**Textauszug**
****

Der Band "Haschisch", übrigens das meistgelesene Prosawerk von
Oscar A. H. Schmitz,
trug mit einfallsreichen, abgründigen Geschichten,
dargebracht in ästhetischem Plauderton über zeitlose
Themen
des Menschseins wie Erotik, Satanismus, Sadismus, Religion,
Tod und Rausch entscheidend zum Aufschwung der fantastischen Literatur
im deutschsprachigen Raum bei.
Schon allein der Titel ist geeignet, den Erwartungen einer
hoffnungsfrohen Leserschaft, die sich für Schwarze Romantik
begeistert,
entgegenzukommen.
Im letzten Jahrzehnt des 19. Jahrhunderts (Schmitz nennt keine genaue
Jahreszahl) trifft der Icherzähler den unsterblichen Grafen
Vittorio
Alta-Carrara in Paris. Die beiden Männer begeben sich in einen
Haschischklub:
"Ich beschloß gleich meinen Nachbarn durch eine leichte
Haschischdosis nur
die Sinne zu verfeinern, die Hemmungsvorstellungen des oft ungerufen
tätigen
Intellekts zu beseitigen, kurz, ein gesteigertes Leben zu
genießen."
Gesagt, getan - darüber, ob sich Schmitz hier
möglicherweise mit fremden
Federn schmückt, darf gemutmaßt werden ...
Was dann folgt, sind anregende Erzählungen anderer Berauschter
sowie als eigene
Erlebnisse des Icherzählers konstruierte Geschichten, wobei
anzunehmen ist,
dass Schmitzsche Reiseerlebnisse ebenso Eingang fanden wie in
Künstlerkreisen gemachte Beobachtungen und Erfahrungen.

****

**Gegebene Angaben**
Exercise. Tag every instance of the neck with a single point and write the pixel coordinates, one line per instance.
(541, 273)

****

**Aufgaben**
[A] Fass den Absatz aus dem Textauszug, der mit „Was dann folgt“ beginnt, als kurze Stichpunktliste zusammen, ohne seine wichtigsten Aussagen wegzulassen.
[B] Gib die Stelle aus dem Textauszug wörtlich wieder, beginnend bei „Im letzten Jahrzehnt“ und endend bei „gemutmaßt werden ...“.
[C] Prüfe anhand des Textauszugs, ob die folgenden Aussagen stimmen. Antworte jeweils mit Ja oder Nein und zitiere die entscheidenden Worte genau: (i) Schmitz nennt eine genaue Jahreszahl für die Begegnung in Paris. (ii) Der Icherzähler trifft den Grafen Vittorio Alta-Carrara in Paris. (iii) „Haschisch“ ist das meistgelesene Prosawerk von Oscar A. H. Schmitz.

**Die Lösungen**
[A]
- Es folgen anregende Erzählungen anderer Berauschter.
- Dazu kommen Geschichten, die als eigene Erlebnisse des Icherzählers angelegt sind.
- Vermutlich sind Reiseerlebnisse von Schmitz eingeflossen.
- Ebenso vermutlich Beobachtungen und Erfahrungen aus Künstlerkreisen.

[B]
Im letzten Jahrzehnt des 19. Jahrhunderts (Schmitz nennt keine genaue
Jahreszahl) trifft der Icherzähler den unsterblichen Grafen
Vittorio
Alta-Carrara in Paris. Die beiden Männer begeben sich in einen
Haschischklub:
"Ich beschloß gleich meinen Nachbarn durch eine leichte
Haschischdosis nur
die Sinne zu verfeinern, die Hemmungsvorstellungen des oft ungerufen
tätigen
Intellekts zu beseitigen, kurz, ein gesteigertes Leben zu
genießen."
Gesagt, getan - darüber, ob sich Schmitz hier
möglicherweise mit fremden
Federn schmückt, darf gemutmaßt werden ...

[C]
(i) Nein: „Schmitz nennt keine genaue Jahreszahl“
(ii) Ja: „trifft der Icherzähler den unsterblichen Grafen Vittorio Alta-Carrara in Paris“
(iii) Ja: „übrigens das meistgelesene Prosawerk von Oscar A. H. Schmitz“